▸ Required work
Can you copy out, word for word, the part of the Haus Gables text below that begins at the words "Volkan Alkanoglu" and stops after "the domestic interior."?

▸ Passage to read
Jennifer Bonner / MALL

Atlanta, United States

December 2018

PRIMARY AUTHOR

Jennifer Bonner

CONTRIBUTING AUTHOR

Hanif Kara, OBE

CLIENT

Volkan Alkanoglu

PHOTOGRAPHER

Tim Hursley

OBJECTIVE

All exterior and interior walls, floors, and roof are made of eighty-seven CLT panels. Custom-cut, hoisted into place, and assembled in fourteen days’ time, the CLT in Haus Gables enables a solid house that eschews traditional stick frame construction. Structurally inventive, by acting as a folded plate, there is also an opportunity to hang rooms from the roof panels above, while also promoting a monolithic view of the material from the domestic interior.
Haus Gables further engages in the conceptual exploration of materiality through a series of faux­finishes that clad the exterior and parts of the interior. Bonner reworks the old tradition of faux-finishing in the American South, historically stemming from an inability to afford precious materials and the subsequent desire to “fake it,” as well as utilizes a more contemporary technique of “color blocking” currently found in pop culture.
On the exterior, two sides of the house are covered in faux bricks made of stucco dash­­ finish of glass beads that produces a glittery effect. Inside, black terrazzo is not poured-­in­­ place and polished, but applied as a thin tile, while oriented strand board (OSB) is replaced by ceramic tiles in the image of OSB. Marble finishes in the bedroom and adjacent bathroom are made of unlikely materials, including vinyl and cartoonish drawings, rather than the oft-­desired, real Italian marble. Areas of grey concrete, yellow vinyl marble, and black terrazzo line some walls much like wainscoting, with several long views through the house allowing for a color­-block effect. These faux finishes indicate spatial divisions.

CONTEXT

Haus Gables, a residential project designed and developed by architectural designer Jennifer Bonner / MALL, completed construction in Atlanta, Georgia in 2018. The 2,200­-square­foot home challenges the domestic interior through materiality, color, and form. It is one of only a handful of residences in the country made of cross-laminated timber (CLT), an exceptionally strong wood material produced by gluing together layers of lumber that alternate in direction.

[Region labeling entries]

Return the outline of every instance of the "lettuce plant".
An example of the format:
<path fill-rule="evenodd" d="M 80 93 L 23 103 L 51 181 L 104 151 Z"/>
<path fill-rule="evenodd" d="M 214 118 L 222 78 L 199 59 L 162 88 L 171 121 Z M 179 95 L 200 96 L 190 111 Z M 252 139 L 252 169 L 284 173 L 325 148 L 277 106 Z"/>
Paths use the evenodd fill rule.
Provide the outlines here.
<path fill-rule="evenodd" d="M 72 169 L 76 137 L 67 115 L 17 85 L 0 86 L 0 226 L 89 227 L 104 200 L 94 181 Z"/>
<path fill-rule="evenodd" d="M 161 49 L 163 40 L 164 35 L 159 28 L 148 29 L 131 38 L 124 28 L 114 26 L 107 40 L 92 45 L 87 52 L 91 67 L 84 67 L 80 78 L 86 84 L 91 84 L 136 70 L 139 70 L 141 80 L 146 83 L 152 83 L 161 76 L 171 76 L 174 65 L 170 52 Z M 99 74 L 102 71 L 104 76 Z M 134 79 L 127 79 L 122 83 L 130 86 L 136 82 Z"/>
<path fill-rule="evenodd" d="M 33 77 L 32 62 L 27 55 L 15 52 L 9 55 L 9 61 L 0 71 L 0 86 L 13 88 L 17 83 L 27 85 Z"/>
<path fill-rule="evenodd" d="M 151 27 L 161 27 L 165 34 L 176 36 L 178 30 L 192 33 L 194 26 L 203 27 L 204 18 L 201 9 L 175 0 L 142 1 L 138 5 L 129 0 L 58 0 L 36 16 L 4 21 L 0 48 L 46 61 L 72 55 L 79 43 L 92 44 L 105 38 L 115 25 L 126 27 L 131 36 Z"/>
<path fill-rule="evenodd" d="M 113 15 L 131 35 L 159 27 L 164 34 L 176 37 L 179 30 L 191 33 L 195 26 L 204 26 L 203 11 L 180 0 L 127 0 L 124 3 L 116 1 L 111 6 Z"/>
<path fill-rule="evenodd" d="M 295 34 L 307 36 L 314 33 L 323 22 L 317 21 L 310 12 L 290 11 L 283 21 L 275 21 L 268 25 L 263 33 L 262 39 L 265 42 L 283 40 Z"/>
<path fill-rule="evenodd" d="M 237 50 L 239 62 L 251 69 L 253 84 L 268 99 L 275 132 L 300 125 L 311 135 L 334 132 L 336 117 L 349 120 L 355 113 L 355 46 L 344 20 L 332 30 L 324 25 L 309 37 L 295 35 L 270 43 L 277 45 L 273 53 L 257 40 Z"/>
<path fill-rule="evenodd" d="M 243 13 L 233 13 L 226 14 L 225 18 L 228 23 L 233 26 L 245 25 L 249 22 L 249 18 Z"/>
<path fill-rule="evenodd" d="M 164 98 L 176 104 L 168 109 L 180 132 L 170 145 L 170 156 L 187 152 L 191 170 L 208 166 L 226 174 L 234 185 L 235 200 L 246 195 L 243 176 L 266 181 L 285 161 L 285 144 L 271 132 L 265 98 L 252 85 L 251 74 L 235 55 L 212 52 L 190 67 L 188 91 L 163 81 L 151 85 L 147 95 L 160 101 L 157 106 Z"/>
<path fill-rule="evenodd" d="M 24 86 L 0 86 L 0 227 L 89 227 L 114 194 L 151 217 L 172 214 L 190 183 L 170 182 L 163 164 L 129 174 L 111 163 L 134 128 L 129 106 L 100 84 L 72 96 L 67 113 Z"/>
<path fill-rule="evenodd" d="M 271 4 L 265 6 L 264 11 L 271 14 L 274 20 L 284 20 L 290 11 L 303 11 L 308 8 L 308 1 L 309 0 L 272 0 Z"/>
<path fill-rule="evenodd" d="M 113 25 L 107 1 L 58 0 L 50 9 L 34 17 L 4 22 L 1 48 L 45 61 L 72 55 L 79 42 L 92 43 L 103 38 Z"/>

▸ Solved problem
Volkan Alkanoglu

PHOTOGRAPHER

Tim Hursley

OBJECTIVE

All exterior and interior walls, floors, and roof are made of eighty-seven CLT panels. Custom-cut, hoisted into place, and assembled in fourteen days’ time, the CLT in Haus Gables enables a solid house that eschews traditional stick frame construction. Structurally inventive, by acting as a folded plate, there is also an opportunity to hang rooms from the roof panels above, while also promoting a monolithic view of the material from the domestic interior.